● **Work required**
Each record, minus any picture, should be returned exactly as written.

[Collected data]

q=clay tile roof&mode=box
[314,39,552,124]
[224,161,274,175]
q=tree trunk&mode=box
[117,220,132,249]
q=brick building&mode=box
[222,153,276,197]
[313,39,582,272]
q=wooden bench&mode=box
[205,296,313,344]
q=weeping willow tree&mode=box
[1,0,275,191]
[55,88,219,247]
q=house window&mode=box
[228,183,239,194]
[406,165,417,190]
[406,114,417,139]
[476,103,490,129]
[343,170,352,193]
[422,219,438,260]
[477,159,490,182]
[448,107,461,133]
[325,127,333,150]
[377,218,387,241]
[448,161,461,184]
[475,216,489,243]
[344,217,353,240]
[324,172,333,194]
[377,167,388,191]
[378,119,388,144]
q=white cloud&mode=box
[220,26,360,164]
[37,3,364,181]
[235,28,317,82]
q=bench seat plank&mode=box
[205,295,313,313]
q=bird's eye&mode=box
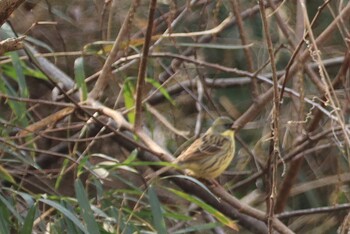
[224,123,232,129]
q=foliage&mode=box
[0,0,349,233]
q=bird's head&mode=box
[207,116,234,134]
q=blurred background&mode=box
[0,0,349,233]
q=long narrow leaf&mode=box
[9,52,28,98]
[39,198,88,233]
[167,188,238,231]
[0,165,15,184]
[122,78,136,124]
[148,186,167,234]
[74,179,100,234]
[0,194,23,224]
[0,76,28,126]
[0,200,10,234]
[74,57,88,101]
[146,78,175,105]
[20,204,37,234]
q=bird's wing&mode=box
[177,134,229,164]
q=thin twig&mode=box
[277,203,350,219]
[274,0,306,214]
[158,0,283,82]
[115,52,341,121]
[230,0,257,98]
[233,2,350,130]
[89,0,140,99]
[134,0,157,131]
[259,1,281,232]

● **Solution to the exercise**
q=clay tile roof&mode=box
[314,39,552,124]
[224,161,274,175]
q=tree trunk&mode=box
[117,220,132,249]
q=brick building&mode=box
[222,153,276,197]
[313,39,582,272]
q=wooden bench&mode=box
[205,296,313,344]
q=weeping willow tree&mode=box
[1,0,275,191]
[55,88,219,247]
q=house window&mode=box
[228,183,239,194]
[406,165,417,190]
[406,114,417,139]
[476,103,490,129]
[343,170,352,193]
[422,219,438,260]
[477,159,490,182]
[448,107,461,133]
[325,127,333,150]
[377,218,387,241]
[448,161,461,184]
[475,216,489,243]
[344,217,353,240]
[324,172,333,194]
[377,167,388,191]
[378,119,388,144]
q=white cloud&mode=box
[220,26,360,164]
[37,3,364,181]
[235,28,317,82]
q=bench seat plank&mode=box
[205,295,313,313]
q=bird's eye&mode=box
[224,123,232,129]
q=foliage&mode=box
[0,0,349,233]
q=bird's head&mode=box
[207,116,234,134]
q=blurred background&mode=box
[0,0,349,233]
q=long narrow leaf&mode=box
[9,52,28,98]
[39,198,88,233]
[167,188,238,231]
[0,165,15,184]
[122,78,136,124]
[148,186,167,234]
[74,179,100,234]
[0,194,23,224]
[0,76,28,126]
[0,200,10,234]
[74,57,88,101]
[146,78,175,105]
[20,204,37,234]
q=bird's wing&mode=box
[177,134,229,164]
q=thin twig&mode=box
[277,203,350,219]
[274,0,306,214]
[158,0,283,82]
[115,52,341,121]
[230,0,257,98]
[233,2,350,130]
[89,0,140,99]
[134,0,157,131]
[259,1,281,232]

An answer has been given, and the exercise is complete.